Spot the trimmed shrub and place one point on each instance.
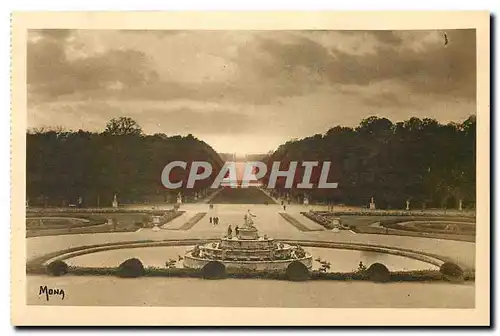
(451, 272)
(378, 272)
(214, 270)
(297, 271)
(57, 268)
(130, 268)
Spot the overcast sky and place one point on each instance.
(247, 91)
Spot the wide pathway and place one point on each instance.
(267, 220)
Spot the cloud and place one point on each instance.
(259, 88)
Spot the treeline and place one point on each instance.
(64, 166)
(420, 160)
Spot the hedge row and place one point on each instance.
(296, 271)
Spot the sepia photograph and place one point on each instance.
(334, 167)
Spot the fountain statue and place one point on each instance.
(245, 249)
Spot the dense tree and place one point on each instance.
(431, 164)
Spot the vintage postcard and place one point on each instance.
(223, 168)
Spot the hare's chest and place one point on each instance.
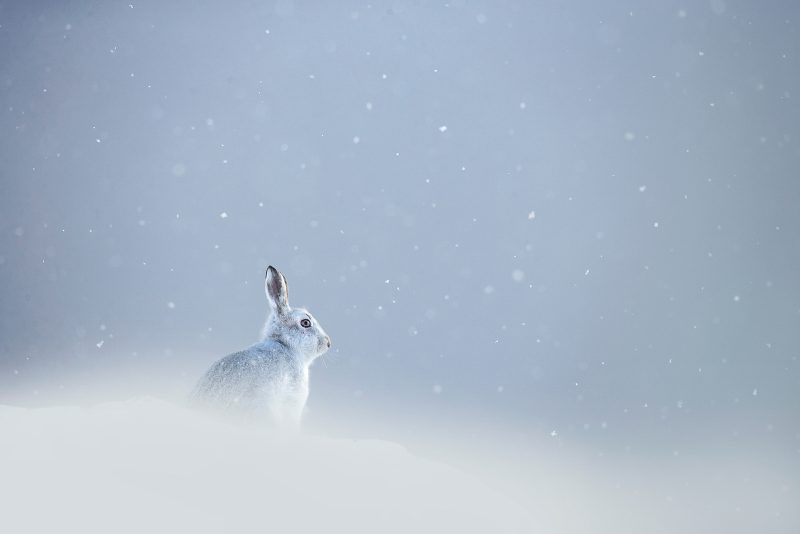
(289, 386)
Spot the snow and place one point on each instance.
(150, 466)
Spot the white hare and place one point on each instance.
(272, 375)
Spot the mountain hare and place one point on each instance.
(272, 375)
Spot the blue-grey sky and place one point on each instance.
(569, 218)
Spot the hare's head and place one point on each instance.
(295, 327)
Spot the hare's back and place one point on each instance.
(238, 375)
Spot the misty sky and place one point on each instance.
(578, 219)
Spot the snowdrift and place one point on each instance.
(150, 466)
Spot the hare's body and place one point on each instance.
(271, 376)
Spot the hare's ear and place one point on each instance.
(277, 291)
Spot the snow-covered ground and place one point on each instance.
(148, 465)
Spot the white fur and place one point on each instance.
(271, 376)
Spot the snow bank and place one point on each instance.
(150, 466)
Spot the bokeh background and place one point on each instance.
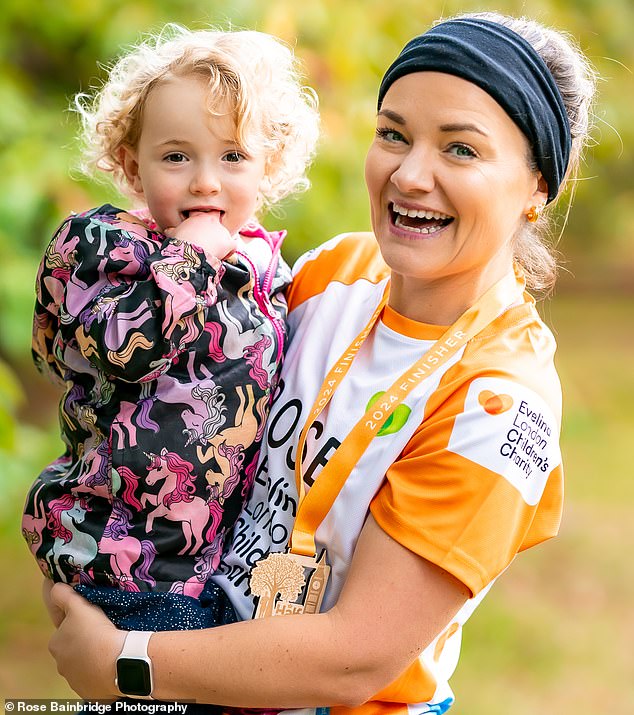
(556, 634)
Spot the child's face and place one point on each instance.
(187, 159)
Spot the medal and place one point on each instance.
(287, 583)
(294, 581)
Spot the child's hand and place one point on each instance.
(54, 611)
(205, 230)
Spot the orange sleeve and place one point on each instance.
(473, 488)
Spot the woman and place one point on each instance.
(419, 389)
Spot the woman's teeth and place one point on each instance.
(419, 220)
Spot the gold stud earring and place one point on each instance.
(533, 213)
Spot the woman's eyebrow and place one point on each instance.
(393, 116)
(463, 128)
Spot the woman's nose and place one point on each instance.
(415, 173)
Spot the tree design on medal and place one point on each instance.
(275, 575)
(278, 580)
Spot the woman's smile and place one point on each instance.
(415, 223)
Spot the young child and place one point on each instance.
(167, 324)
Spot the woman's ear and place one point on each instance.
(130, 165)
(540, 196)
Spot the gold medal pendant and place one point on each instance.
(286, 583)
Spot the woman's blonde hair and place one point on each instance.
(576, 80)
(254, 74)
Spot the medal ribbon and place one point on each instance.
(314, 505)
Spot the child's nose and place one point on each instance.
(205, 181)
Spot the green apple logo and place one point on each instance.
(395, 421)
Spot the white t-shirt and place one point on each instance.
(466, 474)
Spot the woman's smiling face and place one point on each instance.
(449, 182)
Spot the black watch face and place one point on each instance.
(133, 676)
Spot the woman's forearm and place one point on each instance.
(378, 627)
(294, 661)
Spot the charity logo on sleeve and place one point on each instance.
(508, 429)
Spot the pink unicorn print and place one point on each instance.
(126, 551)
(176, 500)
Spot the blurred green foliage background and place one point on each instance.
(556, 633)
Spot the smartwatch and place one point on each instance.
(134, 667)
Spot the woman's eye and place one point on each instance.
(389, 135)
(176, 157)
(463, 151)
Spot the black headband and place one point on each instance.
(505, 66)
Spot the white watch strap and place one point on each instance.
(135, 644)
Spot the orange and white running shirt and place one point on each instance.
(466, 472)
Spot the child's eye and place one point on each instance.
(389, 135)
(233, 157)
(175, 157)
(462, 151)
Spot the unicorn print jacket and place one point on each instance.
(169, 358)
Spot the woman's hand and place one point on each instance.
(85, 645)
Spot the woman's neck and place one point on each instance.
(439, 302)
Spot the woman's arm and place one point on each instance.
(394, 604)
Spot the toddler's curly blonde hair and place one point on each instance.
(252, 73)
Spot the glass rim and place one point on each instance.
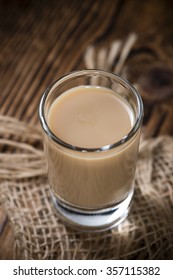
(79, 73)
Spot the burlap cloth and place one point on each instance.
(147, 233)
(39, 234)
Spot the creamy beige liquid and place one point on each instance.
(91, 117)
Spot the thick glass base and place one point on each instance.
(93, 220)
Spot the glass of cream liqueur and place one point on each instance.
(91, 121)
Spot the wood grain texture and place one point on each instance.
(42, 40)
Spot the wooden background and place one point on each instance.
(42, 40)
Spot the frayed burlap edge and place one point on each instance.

____

Work task
What is needed is an exact printout of all the entries, without the pictures.

Exercise response
Spot the trimmed shrub and place one point on each instance.
(451, 272)
(378, 272)
(214, 270)
(297, 271)
(57, 268)
(130, 268)
Spot the overcast sky and place one point on each instance.
(247, 91)
Spot the wide pathway and place one point on each instance.
(267, 220)
Spot the cloud and place one point on each instance.
(259, 88)
Spot the treeline and place one point on each instance.
(64, 166)
(420, 160)
Spot the hedge row and place one point on each instance.
(296, 271)
Spot the sepia photograph and place one point on each instance.
(334, 167)
Spot the fountain statue and place one point on each instance.
(245, 249)
Spot the dense tree and place one point on each instance.
(431, 164)
Spot the vintage postcard and place one point on each instance.
(223, 168)
Spot the hare's chest and place one point on each instance.
(289, 386)
Spot the snow and place one point on each instance.
(150, 466)
Spot the white hare and place one point on each instance.
(272, 375)
Spot the mountain hare and place one point on each instance.
(272, 375)
Spot the blue-grey sky and place one point on each instance.
(569, 218)
Spot the hare's head and place one point on each instance.
(295, 327)
Spot the hare's back and place one point on each instance.
(238, 375)
Spot the misty sky and place one point on each instance.
(578, 219)
Spot the snowdrift and place one point on each instance.
(150, 466)
Spot the hare's body and place one point on each instance.
(271, 376)
Spot the hare's ear and place one point on each instance.
(277, 291)
Spot the snow-covered ground and place one point on each instance.
(148, 465)
Spot the white fur and place one point on each instance.
(271, 376)
Spot the snow bank and place one point on each instance.
(150, 466)
Spot the bokeh background and place one point on each instance.
(556, 634)
Spot the child's face and place one point on each instance.
(187, 159)
Spot the medal and place one point on each instance.
(287, 583)
(294, 581)
Spot the child's hand and place one point on each instance.
(54, 611)
(205, 230)
Spot the orange sleeve and place one point on each instance.
(473, 488)
Spot the woman and place one point on each instance.
(419, 389)
Spot the woman's teeth and place one point on each instance.
(419, 220)
Spot the gold stud earring and place one point on each instance.
(533, 213)
Spot the woman's eyebrow and place one point on each instance.
(393, 116)
(463, 128)
Spot the woman's nose and place one point on each instance.
(415, 173)
Spot the tree design on medal and place one point on each instance.
(275, 575)
(278, 580)
Spot the woman's smile and place one point on each instance.
(415, 223)
Spot the young child and place one point on each instance.
(167, 324)
Spot the woman's ear and place one point on each instance.
(130, 165)
(540, 196)
Spot the gold medal pendant and place one point on each instance.
(286, 583)
Spot the woman's blonde hair and place one point on each instance.
(576, 80)
(254, 74)
Spot the medal ribbon and place one point on each instance.
(314, 505)
Spot the child's nose and place one point on each instance.
(205, 181)
Spot the green apple logo and place one point on each instance.
(395, 421)
Spot the white t-shirt and place one point on each instance.
(466, 474)
Spot the woman's smiling face and place one point on each instance.
(449, 182)
Spot the black watch face and place one point on each instance.
(133, 676)
Spot the woman's forearm and place one point on each instance.
(378, 627)
(294, 661)
Spot the charity logo on sleeve and place one point on each instance.
(508, 429)
Spot the pink unicorn print and place one point on each instance.
(126, 551)
(176, 500)
Spot the blurred green foliage background and place one point on each instance.
(556, 633)
Spot the smartwatch and place one point on each instance.
(134, 667)
Spot the woman's eye and place one point on each instance.
(389, 135)
(176, 157)
(463, 151)
Spot the black headband and place one point on each instance.
(505, 66)
Spot the white watch strap and place one point on each instance.
(135, 644)
Spot the orange and white running shirt and place one point on each instance.
(466, 472)
Spot the child's eye and place one point on each instance.
(389, 135)
(233, 157)
(175, 157)
(462, 151)
Spot the unicorn print jacket and place one point on each instance.
(169, 358)
Spot the woman's hand and place one point on each instance.
(85, 645)
Spot the woman's neck and place one point on each instance.
(439, 302)
Spot the woman's arm and place one point on each instance.
(394, 604)
Spot the toddler's curly blonde hair and place one point on each instance.
(252, 73)
Spot the glass rim and place one point on each instance.
(79, 73)
Spot the burlap cloth and place one point on each instance.
(147, 233)
(39, 234)
Spot the creamy beige liquid and place one point on each instance.
(91, 117)
Spot the thick glass base and place one point on each instance.
(93, 220)
Spot the glass of cream liqueur and place one point on each instance.
(91, 121)
Spot the wood grain texture and place one point on each instance.
(42, 40)
Spot the wooden background and place one point on each instance.
(42, 40)
Spot the frayed burlap edge and place one point on each instance.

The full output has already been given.